GIVEN TASK ->
Could you print every record below exactly as it appears?

EXERCISE MATERIAL ->
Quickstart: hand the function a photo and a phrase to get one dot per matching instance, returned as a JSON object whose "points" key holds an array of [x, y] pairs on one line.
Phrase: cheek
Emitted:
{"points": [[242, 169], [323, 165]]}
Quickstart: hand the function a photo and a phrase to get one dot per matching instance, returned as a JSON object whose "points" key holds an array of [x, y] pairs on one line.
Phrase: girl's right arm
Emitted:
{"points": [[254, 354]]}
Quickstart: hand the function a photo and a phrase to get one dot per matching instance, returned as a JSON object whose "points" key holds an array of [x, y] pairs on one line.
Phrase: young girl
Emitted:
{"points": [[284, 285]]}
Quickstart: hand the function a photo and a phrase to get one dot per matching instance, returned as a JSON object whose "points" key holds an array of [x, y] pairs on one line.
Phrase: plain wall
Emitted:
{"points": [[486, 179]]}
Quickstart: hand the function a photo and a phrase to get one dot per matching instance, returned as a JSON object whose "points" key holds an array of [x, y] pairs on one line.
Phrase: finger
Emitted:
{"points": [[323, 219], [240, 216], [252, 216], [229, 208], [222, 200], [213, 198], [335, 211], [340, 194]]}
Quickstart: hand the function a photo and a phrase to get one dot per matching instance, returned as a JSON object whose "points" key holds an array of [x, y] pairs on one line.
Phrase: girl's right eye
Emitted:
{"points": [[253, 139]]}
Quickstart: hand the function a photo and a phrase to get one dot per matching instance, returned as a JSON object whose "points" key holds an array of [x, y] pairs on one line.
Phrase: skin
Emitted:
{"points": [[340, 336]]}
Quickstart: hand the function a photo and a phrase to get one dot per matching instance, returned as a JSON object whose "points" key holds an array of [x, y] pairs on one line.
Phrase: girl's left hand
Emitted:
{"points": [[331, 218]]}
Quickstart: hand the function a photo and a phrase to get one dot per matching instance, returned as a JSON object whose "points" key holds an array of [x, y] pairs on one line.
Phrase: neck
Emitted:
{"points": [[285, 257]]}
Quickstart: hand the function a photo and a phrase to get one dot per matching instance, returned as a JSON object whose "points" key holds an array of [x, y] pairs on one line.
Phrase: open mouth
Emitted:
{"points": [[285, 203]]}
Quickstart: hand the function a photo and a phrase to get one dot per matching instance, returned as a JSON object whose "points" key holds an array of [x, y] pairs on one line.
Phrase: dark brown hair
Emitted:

FINISHED TASK ->
Quickstart: hand the function a photo and a phrase to get one dot per matching instance, returned as a JSON object whose "points" key holds an array of [x, y] pairs on one line.
Phrase: cheek
Emitted:
{"points": [[242, 169], [323, 165]]}
Quickstart: hand the function a photo and a phrase to get one dot per matching instance, returned as a JSON object whose "points" key holds an array of [x, y] pairs on one line.
Phrase: girl's right arm
Emitted:
{"points": [[254, 354]]}
Quickstart: hand the function a photo and a phrase to get one dot per matching instance, returned as a JSON object whose "points" key holds an array of [x, y] pairs on one line.
Phrase: young girl
Emitted:
{"points": [[284, 285]]}
Quickstart: hand the function a photo and a phrase to get one dot per matching instance, returned as a JSON object whose "points" key holds an array of [x, y] pairs on one line.
Phrase: plain wall
Emitted:
{"points": [[486, 179]]}
Quickstart: hand the function a photo and a phrase to get one dot per matching instance, returned as a JSON object whose "points" key holds an array of [x, y] pairs on one line.
Phrase: finger
Emitted:
{"points": [[323, 219], [240, 216], [252, 216], [229, 208], [222, 200], [213, 198], [335, 211], [340, 194]]}
Quickstart: hand the function a photo and a phrase to get one dot per matching instance, returned as a JSON object whose "points" key holds an array of [x, y] pairs on one line.
Phrase: girl's right eye
Emitted:
{"points": [[253, 139]]}
Quickstart: hand the function a photo and a phrase to get one dot per matching instance, returned as a JSON object whose "points" key holds an array of [x, y] pairs on one line.
Phrase: skin
Emitted:
{"points": [[340, 336]]}
Quickstart: hand the function a photo and a phrase to get one dot per matching instance, returned as a JSON object whose "points" key holds an array of [x, y] pairs on one line.
Phrase: girl's left hand
Emitted:
{"points": [[331, 218]]}
Quickstart: hand the function a photo and a phrase to get one dot per matching instance, returned as a JSON object whose "points" key holds an array of [x, y] pairs on one line.
Phrase: neck
Emitted:
{"points": [[285, 257]]}
Quickstart: hand the function a photo and a phrase to get one dot per matching instance, returned as a JSON object whose "points" key holds an array of [x, y] pairs on one line.
Phrase: open mouth
Emitted:
{"points": [[285, 203]]}
Quickstart: hand the function a photo and a phrase to get one dot per matching instance, returned as a JSON object whose "points" key holds an array of [x, y] pairs on one line.
Phrase: dark brown hair
Emitted:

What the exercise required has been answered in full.